Pick out every line in the records below that contains the word "road" and copy each one. Letter case counts.
— begin Recorded data —
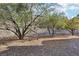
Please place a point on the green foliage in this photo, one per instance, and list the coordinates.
(73, 23)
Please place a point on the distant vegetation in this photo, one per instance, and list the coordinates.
(23, 18)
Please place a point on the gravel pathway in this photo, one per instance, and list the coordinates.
(68, 46)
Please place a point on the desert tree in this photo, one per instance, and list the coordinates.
(18, 18)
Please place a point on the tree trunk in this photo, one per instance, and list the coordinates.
(53, 31)
(21, 37)
(49, 31)
(72, 31)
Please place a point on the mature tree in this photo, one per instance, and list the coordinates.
(18, 18)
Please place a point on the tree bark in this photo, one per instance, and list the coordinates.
(72, 31)
(49, 31)
(53, 31)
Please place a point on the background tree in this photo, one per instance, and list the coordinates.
(72, 25)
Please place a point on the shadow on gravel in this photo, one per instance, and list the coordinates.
(49, 48)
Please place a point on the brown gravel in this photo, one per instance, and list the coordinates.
(56, 46)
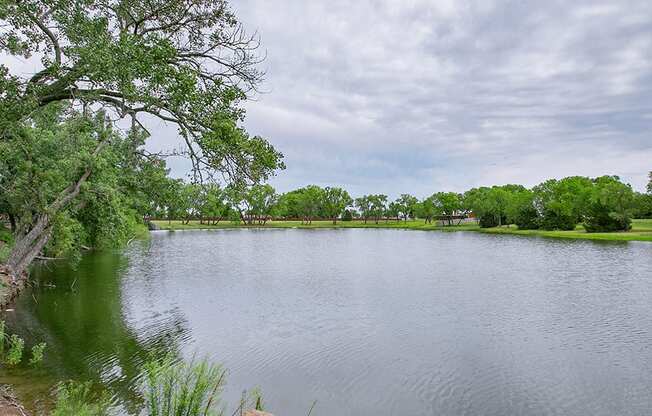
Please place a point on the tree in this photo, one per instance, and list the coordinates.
(309, 203)
(39, 171)
(561, 203)
(406, 205)
(335, 201)
(215, 207)
(185, 62)
(610, 206)
(643, 205)
(363, 204)
(522, 211)
(448, 204)
(261, 199)
(377, 206)
(394, 210)
(426, 209)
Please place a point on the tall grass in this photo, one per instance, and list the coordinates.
(79, 400)
(183, 389)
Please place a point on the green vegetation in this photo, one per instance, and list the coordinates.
(600, 205)
(15, 346)
(641, 228)
(176, 388)
(74, 172)
(170, 388)
(80, 400)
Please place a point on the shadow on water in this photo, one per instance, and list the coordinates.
(57, 310)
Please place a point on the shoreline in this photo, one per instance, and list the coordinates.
(641, 230)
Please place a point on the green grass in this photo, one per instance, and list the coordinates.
(641, 230)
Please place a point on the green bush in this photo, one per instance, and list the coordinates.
(38, 351)
(15, 352)
(553, 220)
(79, 400)
(527, 218)
(177, 388)
(610, 206)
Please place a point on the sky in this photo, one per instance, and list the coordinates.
(423, 96)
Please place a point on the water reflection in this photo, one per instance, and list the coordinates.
(363, 321)
(78, 311)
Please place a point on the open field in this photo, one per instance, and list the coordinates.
(641, 231)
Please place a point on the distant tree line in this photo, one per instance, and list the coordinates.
(599, 204)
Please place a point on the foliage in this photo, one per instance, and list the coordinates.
(15, 351)
(309, 202)
(406, 205)
(561, 203)
(66, 170)
(426, 209)
(490, 205)
(610, 206)
(522, 211)
(80, 400)
(38, 351)
(335, 201)
(177, 388)
(447, 204)
(643, 205)
(40, 163)
(186, 62)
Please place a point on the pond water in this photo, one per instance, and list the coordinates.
(365, 322)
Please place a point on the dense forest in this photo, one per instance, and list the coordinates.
(74, 172)
(600, 204)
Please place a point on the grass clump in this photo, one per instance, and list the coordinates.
(178, 388)
(12, 348)
(78, 399)
(38, 351)
(15, 352)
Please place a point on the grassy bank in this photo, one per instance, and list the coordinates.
(641, 231)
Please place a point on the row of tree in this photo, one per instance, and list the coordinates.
(600, 204)
(73, 168)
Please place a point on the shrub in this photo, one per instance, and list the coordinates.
(610, 207)
(553, 220)
(177, 388)
(15, 352)
(38, 351)
(79, 400)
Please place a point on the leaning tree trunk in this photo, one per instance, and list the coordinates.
(29, 245)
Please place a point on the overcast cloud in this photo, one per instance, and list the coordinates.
(421, 96)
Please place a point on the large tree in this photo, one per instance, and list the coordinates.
(336, 200)
(186, 62)
(406, 205)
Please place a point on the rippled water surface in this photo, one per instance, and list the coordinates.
(366, 322)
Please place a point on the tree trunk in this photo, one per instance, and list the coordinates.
(12, 223)
(30, 244)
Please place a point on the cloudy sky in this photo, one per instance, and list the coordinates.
(427, 95)
(418, 96)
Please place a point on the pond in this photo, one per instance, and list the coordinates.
(365, 322)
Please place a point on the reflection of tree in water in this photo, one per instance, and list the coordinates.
(79, 313)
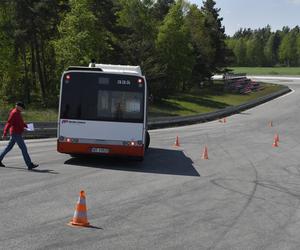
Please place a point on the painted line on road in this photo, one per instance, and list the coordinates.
(287, 94)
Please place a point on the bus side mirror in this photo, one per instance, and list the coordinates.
(150, 99)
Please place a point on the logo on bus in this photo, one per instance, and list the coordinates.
(123, 82)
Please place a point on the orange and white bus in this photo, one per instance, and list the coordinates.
(103, 111)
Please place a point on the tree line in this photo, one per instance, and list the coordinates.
(178, 45)
(264, 48)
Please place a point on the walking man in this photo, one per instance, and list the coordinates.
(16, 125)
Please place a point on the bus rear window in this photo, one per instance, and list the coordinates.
(90, 97)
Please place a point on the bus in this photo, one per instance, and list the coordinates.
(103, 111)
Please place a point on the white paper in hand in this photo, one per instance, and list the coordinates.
(30, 127)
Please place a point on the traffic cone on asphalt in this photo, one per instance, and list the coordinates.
(277, 137)
(177, 144)
(205, 154)
(270, 124)
(80, 214)
(275, 143)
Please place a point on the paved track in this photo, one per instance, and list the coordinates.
(246, 196)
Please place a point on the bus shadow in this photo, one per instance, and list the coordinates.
(157, 160)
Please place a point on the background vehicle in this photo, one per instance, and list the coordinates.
(103, 110)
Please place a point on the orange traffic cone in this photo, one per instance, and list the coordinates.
(270, 124)
(177, 144)
(80, 214)
(205, 154)
(275, 143)
(277, 137)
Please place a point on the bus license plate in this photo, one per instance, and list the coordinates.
(100, 150)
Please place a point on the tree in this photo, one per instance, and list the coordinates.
(174, 50)
(82, 37)
(216, 35)
(203, 50)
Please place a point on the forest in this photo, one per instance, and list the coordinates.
(178, 45)
(264, 48)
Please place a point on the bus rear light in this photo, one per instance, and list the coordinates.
(132, 143)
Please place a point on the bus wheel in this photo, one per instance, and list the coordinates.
(147, 140)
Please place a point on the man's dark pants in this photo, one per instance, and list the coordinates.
(15, 138)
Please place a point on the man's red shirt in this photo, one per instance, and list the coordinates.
(15, 123)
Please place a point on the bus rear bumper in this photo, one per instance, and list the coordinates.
(80, 148)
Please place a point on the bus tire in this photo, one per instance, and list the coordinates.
(75, 155)
(147, 143)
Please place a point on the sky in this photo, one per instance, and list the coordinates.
(256, 14)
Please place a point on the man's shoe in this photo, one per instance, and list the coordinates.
(32, 166)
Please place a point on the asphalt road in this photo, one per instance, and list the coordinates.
(246, 196)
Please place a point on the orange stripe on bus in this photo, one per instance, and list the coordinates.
(78, 148)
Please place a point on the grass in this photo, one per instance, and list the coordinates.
(288, 71)
(203, 101)
(198, 102)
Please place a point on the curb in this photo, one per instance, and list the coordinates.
(49, 129)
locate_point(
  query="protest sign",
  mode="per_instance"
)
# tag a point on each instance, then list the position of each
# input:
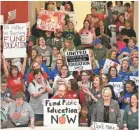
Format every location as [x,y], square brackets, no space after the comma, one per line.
[108,63]
[100,5]
[117,87]
[61,112]
[113,32]
[12,15]
[72,17]
[103,126]
[1,19]
[120,28]
[14,40]
[86,38]
[135,79]
[78,60]
[50,20]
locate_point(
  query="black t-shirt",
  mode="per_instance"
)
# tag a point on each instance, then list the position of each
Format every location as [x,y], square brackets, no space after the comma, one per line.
[106,114]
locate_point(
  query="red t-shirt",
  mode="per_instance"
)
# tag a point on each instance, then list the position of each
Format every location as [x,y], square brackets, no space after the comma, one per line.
[74,95]
[15,84]
[31,77]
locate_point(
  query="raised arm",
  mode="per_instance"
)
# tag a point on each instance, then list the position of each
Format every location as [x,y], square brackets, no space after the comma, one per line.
[24,65]
[6,71]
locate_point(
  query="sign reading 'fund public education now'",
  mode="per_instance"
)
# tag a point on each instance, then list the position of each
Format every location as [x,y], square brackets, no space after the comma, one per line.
[78,60]
[61,112]
[14,40]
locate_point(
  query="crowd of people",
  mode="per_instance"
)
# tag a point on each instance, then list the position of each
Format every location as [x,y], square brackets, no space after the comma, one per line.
[44,72]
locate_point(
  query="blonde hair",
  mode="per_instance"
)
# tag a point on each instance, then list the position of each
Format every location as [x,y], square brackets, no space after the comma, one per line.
[132,52]
[107,90]
[71,47]
[109,53]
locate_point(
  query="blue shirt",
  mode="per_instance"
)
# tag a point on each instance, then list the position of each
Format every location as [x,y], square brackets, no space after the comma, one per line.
[125,76]
[126,49]
[102,62]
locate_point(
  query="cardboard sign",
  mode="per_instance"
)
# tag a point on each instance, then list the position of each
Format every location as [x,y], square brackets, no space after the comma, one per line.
[72,17]
[100,5]
[50,20]
[86,38]
[1,19]
[135,79]
[103,126]
[14,40]
[108,63]
[120,28]
[12,15]
[113,32]
[117,87]
[61,112]
[78,60]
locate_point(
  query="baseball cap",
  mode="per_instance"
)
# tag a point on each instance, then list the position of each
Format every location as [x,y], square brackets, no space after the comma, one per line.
[96,41]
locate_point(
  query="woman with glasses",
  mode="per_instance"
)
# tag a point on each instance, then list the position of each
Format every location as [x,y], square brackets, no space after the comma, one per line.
[106,110]
[64,75]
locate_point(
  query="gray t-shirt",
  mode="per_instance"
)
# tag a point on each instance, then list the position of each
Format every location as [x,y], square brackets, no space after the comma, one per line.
[25,110]
[47,53]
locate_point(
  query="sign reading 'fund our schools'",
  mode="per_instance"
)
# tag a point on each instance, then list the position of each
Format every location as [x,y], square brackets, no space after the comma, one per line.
[61,112]
[78,60]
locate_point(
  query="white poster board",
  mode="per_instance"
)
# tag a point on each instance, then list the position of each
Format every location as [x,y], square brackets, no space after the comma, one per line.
[87,38]
[135,79]
[103,126]
[113,32]
[108,63]
[14,40]
[61,112]
[117,87]
[12,15]
[78,60]
[1,19]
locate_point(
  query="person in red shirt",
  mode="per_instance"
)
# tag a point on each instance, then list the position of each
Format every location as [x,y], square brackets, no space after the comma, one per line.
[73,92]
[14,77]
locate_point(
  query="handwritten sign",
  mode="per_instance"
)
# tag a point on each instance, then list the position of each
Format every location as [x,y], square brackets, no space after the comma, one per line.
[78,60]
[103,126]
[113,32]
[108,63]
[14,40]
[1,19]
[61,112]
[135,79]
[117,87]
[86,38]
[100,5]
[50,20]
[12,15]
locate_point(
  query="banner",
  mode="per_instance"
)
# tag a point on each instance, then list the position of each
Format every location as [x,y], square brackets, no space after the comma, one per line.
[117,87]
[86,38]
[103,126]
[1,19]
[14,40]
[108,63]
[113,32]
[72,17]
[78,60]
[50,20]
[12,15]
[61,112]
[135,79]
[100,5]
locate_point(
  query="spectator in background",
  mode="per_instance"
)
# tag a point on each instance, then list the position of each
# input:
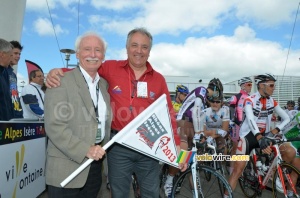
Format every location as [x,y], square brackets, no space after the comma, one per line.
[6,107]
[32,96]
[16,53]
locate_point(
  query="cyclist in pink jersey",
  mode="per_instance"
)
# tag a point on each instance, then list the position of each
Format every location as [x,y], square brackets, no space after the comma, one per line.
[236,112]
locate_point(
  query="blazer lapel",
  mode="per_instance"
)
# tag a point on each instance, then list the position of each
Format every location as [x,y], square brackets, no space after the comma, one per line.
[84,93]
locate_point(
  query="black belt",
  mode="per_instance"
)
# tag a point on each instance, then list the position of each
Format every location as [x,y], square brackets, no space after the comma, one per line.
[114,132]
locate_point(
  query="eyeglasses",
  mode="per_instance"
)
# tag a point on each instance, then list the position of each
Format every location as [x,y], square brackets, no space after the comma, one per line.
[215,101]
[269,84]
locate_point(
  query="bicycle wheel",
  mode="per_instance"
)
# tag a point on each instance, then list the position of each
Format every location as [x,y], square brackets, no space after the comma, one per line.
[248,181]
[288,171]
[204,188]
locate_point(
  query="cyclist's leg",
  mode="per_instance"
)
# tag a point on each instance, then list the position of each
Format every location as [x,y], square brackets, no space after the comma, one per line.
[120,161]
[147,172]
[245,145]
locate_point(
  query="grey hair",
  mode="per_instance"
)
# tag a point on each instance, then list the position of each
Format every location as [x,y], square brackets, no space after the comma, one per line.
[5,46]
[86,34]
[142,31]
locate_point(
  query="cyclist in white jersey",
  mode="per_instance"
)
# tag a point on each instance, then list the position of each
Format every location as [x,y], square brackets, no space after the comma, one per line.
[258,109]
[190,119]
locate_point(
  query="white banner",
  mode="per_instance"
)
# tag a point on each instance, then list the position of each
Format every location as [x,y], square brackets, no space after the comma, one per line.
[149,133]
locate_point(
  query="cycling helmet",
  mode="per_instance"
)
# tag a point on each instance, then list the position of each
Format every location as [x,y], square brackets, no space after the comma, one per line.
[216,85]
[264,77]
[290,102]
[244,80]
[182,89]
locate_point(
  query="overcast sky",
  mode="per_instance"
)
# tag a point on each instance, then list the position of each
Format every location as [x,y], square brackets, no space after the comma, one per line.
[227,39]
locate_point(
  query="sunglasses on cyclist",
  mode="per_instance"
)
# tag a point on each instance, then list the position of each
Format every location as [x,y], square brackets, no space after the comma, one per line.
[270,84]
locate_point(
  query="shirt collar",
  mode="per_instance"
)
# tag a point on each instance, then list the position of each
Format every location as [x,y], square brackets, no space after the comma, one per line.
[149,67]
[88,78]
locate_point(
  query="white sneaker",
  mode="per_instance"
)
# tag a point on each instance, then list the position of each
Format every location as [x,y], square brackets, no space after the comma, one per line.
[168,189]
[279,185]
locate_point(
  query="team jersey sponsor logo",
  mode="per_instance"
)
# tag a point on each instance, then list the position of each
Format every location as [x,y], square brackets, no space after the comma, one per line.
[152,95]
[117,90]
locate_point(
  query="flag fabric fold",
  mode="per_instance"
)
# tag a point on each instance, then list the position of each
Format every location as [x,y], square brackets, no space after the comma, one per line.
[149,133]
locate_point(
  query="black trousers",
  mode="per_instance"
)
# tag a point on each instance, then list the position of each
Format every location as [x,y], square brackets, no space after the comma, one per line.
[90,189]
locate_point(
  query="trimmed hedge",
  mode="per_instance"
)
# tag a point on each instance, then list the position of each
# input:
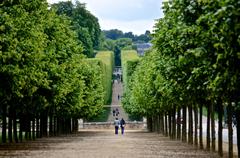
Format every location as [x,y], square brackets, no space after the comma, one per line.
[130,60]
[106,57]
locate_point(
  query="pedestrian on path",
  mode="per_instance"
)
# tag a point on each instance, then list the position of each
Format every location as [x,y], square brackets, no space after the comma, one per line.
[116,124]
[122,124]
[117,112]
[114,112]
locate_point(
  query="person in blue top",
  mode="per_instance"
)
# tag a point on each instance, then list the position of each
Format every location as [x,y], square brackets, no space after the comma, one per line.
[122,125]
[116,124]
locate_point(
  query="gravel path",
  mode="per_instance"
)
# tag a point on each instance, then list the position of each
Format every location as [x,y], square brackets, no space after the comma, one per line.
[116,103]
[104,144]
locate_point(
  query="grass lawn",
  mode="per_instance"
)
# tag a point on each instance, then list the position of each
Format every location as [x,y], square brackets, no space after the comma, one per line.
[102,117]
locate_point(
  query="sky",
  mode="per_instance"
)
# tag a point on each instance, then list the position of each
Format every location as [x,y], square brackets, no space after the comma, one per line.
[135,16]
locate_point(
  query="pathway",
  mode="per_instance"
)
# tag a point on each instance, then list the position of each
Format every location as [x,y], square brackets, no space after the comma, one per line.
[104,144]
[116,102]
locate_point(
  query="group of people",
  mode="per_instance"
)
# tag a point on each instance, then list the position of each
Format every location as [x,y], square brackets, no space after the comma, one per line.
[116,112]
[119,124]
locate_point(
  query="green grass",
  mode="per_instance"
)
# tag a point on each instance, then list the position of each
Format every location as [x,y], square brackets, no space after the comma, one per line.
[205,113]
[102,117]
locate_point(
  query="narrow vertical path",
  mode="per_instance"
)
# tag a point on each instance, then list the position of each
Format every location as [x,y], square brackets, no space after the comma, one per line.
[117,92]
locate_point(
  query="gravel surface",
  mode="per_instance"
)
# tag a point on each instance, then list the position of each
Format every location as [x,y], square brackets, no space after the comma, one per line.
[104,144]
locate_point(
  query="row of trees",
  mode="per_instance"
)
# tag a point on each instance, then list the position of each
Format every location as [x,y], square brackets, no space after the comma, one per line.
[83,23]
[194,63]
[46,83]
[106,57]
[115,34]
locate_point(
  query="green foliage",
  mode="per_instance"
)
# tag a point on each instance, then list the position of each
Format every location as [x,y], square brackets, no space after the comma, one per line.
[130,61]
[83,22]
[42,66]
[106,57]
[195,53]
[116,34]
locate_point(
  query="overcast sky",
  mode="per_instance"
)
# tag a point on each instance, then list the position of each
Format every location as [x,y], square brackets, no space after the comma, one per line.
— end Recorded data —
| Solution |
Please place a point on the painted line on road in this photo, one per instance, and list the coordinates.
Please place a point on the asphalt road in this photo, one per instance, and list the coordinates.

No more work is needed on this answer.